• **What needs to be done**
Express the material below as a two-column CSV with the header text,points. Give one row for each sentence, with the coordinates that follow it, put each field in double quotes with line breaks turned into spaces, and include all of the material.

• **Listed records**

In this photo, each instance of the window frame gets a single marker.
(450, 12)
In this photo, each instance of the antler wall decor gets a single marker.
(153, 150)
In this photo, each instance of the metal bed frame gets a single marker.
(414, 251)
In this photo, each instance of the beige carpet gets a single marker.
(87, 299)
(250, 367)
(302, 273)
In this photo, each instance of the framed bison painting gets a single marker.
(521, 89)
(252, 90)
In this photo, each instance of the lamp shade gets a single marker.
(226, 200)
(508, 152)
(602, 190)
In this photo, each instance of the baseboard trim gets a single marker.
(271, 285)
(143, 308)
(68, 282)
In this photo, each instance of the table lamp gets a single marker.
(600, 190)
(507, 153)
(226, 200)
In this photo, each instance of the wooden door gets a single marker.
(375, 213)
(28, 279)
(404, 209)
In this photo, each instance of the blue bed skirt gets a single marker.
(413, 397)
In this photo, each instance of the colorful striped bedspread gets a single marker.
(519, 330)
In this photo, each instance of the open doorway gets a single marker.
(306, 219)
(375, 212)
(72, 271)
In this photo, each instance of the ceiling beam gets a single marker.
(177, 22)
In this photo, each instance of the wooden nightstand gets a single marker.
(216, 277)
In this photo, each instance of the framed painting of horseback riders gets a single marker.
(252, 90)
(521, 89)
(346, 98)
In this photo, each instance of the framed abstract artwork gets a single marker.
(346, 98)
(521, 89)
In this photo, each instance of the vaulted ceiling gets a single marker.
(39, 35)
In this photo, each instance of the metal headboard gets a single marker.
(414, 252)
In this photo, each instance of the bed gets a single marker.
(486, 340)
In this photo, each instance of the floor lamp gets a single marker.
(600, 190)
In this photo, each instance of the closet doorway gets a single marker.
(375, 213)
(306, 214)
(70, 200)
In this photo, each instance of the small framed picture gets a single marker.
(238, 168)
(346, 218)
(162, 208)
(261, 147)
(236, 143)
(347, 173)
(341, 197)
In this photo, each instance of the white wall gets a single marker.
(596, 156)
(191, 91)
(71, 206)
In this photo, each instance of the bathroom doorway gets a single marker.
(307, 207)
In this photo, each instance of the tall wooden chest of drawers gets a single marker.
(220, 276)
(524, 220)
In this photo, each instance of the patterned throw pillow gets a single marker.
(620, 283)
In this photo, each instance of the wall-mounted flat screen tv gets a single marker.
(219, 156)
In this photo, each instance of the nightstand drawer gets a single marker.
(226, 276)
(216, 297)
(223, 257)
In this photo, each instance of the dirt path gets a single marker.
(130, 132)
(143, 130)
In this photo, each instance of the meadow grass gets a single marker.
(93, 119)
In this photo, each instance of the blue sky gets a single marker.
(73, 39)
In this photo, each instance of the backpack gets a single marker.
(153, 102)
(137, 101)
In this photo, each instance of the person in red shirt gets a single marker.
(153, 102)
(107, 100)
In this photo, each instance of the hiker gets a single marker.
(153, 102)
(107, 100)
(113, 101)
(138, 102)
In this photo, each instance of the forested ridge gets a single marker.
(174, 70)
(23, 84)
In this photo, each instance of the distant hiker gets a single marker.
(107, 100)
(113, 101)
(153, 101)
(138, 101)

• **Task result**
text,points
"In this photo, each instance of the window frame gets a single marker.","(450, 12)"
"In this photo, each instance of the antler wall decor gets a single marker.","(153, 150)"
"In this photo, each instance of the metal bed frame gets a single marker.","(414, 251)"
"In this photo, each instance of the beige carpet gets a single marker.","(87, 299) (250, 367) (302, 273)"
"In this photo, each instance of the framed bison painting gets a single marker.","(521, 89) (252, 90)"
"In this photo, each instance of the lamp shade gets a single marker.","(226, 200) (508, 152) (602, 190)"
"In this photo, each instance of the baseboard trim gets a single marker.","(271, 285) (143, 308) (68, 282)"
"In this photo, each instance of the table lamp gets a single marker.","(600, 190) (507, 153) (226, 200)"
"In this photo, each instance of the wooden door gets a single marker.","(375, 213) (28, 279) (404, 209)"
"In this photo, each instance of the blue bed skirt gets a single marker.","(413, 397)"
"In this photo, each instance of the colorful striped bedspread gets a single marker.","(519, 330)"
"In this photo, each instance of the open doorway gets a single marker.","(306, 219) (375, 212) (72, 271)"
"In this photo, each instance of the ceiling beam gets a single marker.","(177, 22)"
"In this photo, each instance of the wooden nightstand gets a single marker.","(216, 277)"
"In this photo, each instance of the framed painting of horseback riders gets a single marker.","(252, 90) (521, 89) (346, 98)"
"In this photo, each instance of the framed abstract artwork gets a single marker.","(346, 98) (521, 89)"
"In this photo, each instance of the vaulted ceiling gets a single marker.","(39, 35)"
"In this photo, each instance of the metal headboard gets a single marker.","(414, 252)"
"In this photo, each instance of the bed gets a single marker.","(486, 340)"
"In this photo, each instance of the floor lamp gets a single marker.","(600, 190)"
"In this photo, each instance of the closet doorway gets a single marker.","(375, 213) (306, 214) (70, 200)"
"In this photo, each instance of the small framed picture gets a single marker.","(238, 168) (346, 218) (162, 208) (261, 147) (236, 143) (347, 173) (341, 197)"
"In this photo, each instance of the white wall gets a single marker.","(596, 156) (191, 91) (71, 206)"
"In this photo, each instance of the bathroom doorway gets a single marker.","(307, 207)"
"In this photo, each instance of the tall wooden chest of drawers gets a single marker.","(220, 276) (524, 220)"
"In this photo, each instance of the patterned throw pillow gets a single marker.","(620, 283)"
"In this photo, each instance of the wall-mounted flat screen tv gets a single marker.","(219, 156)"
"In this photo, each instance of the nightstand drawer gets a single marker.","(226, 276) (216, 297) (223, 257)"
"In this photo, each instance of the dirt path gets a single marker.","(130, 132) (143, 130)"
"In this photo, each instance of the meadow grass gets a single marker.","(93, 119)"
"In this photo, each instance of the blue sky gets a single marker.","(73, 39)"
"In this photo, each instance of the backpack gets a single marker.","(153, 102) (137, 101)"
"In this photo, each instance of the person in red shirt gets a single marker.","(153, 102) (107, 100)"
"In this photo, each instance of the hiker gets a single marker.","(153, 102) (107, 100) (113, 101) (138, 102)"
"In this photo, each instance of the forested ridge gets a single marker.","(174, 70) (23, 84)"
"In this photo, each instance of the distant hiker gets a single marker.","(107, 100) (113, 101) (153, 101) (138, 101)"